* BEGIN Input rows *

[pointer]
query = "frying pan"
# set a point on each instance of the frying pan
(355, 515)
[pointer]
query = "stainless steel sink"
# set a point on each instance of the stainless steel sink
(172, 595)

* END Input rows *

Aim. Write out the lines above again, replacing "frying pan" with "skillet" wherever it occurs and leaving everything else unchanged.

The completed task.
[pointer]
query = "skillet"
# set a point on each instance of the skillet
(355, 515)
[pointer]
query = "stainless steel sink"
# set a point on each instance of the stainless steel sink
(172, 595)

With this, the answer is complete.